DIRECTIONS FOR THIS TASK —
Quote all of the material below verbatim, leaving out the pictures.

DATA SUPPLIED —
***

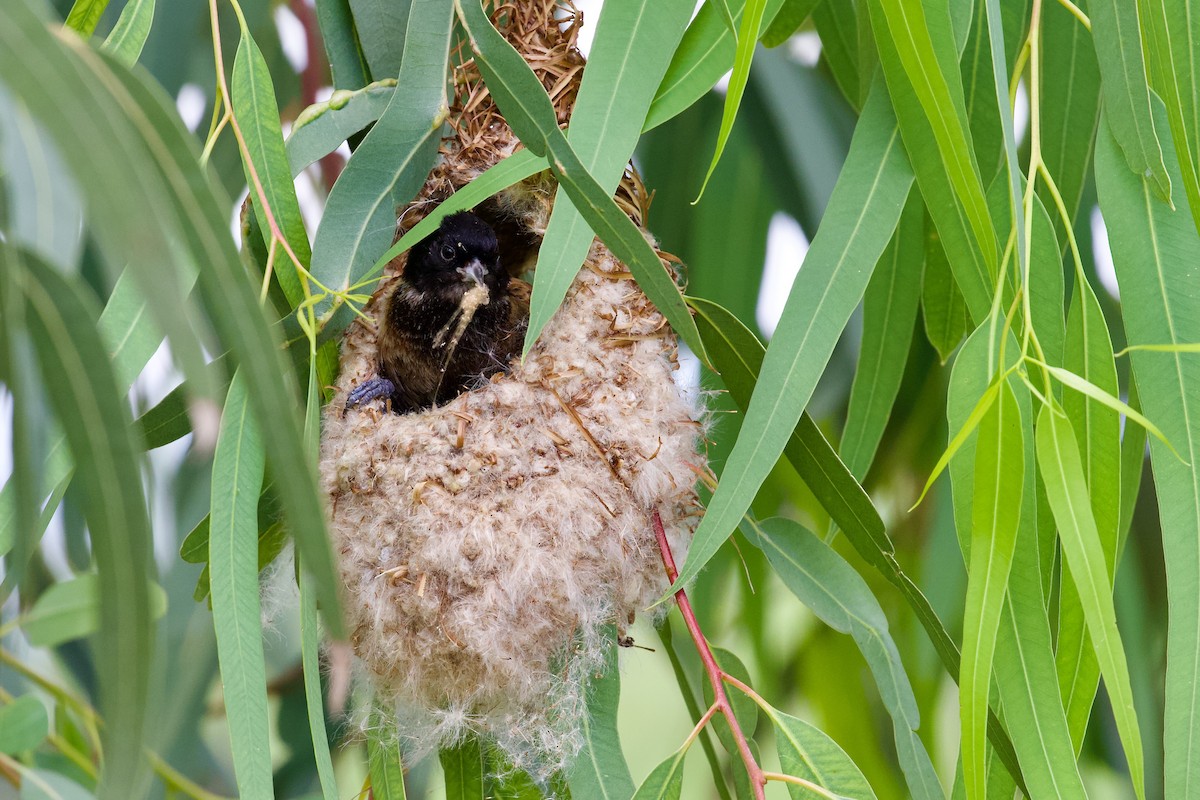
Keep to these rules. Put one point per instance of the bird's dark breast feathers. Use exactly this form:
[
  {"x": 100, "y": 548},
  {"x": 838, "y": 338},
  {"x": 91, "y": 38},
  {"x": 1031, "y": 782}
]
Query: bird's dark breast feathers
[{"x": 409, "y": 359}]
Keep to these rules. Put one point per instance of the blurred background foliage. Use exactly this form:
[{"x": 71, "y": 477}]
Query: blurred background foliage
[{"x": 743, "y": 242}]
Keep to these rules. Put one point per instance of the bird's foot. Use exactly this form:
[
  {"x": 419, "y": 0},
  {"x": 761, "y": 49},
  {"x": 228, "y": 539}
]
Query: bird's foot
[{"x": 370, "y": 390}]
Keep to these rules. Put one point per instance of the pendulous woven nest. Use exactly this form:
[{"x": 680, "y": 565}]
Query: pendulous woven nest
[{"x": 485, "y": 545}]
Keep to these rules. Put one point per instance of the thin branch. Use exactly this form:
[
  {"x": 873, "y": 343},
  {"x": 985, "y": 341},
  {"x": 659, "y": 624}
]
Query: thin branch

***

SOLUTION TO THIS PROBLEM —
Keep to these rules. Put one point per instance of the bird's dark breast feathers. Use exactly this form:
[
  {"x": 100, "y": 548},
  {"x": 838, "y": 338},
  {"x": 91, "y": 38},
  {"x": 1031, "y": 782}
]
Query: bird's dark breast feathers
[{"x": 409, "y": 359}]
Keep to these rules. Put one point per instance of the blurred background foliage. Use exactly this form:
[{"x": 71, "y": 477}]
Query: blurred background foliage
[{"x": 743, "y": 242}]
Keep to these rules. Put one point per instance of the bird's foot. Use exactly this form:
[
  {"x": 419, "y": 0},
  {"x": 761, "y": 49},
  {"x": 228, "y": 539}
]
Query: bird's foot
[{"x": 370, "y": 390}]
Keep to these rules. Put one point per instance of the pendulous woven nest. Use exactly this form:
[{"x": 680, "y": 565}]
Query: pendulous woven nest
[{"x": 485, "y": 545}]
Keep to these rules. Put one point per instance of the thin branch. Use exactly this form:
[
  {"x": 873, "y": 343},
  {"x": 985, "y": 341},
  {"x": 659, "y": 624}
]
Query: thin branch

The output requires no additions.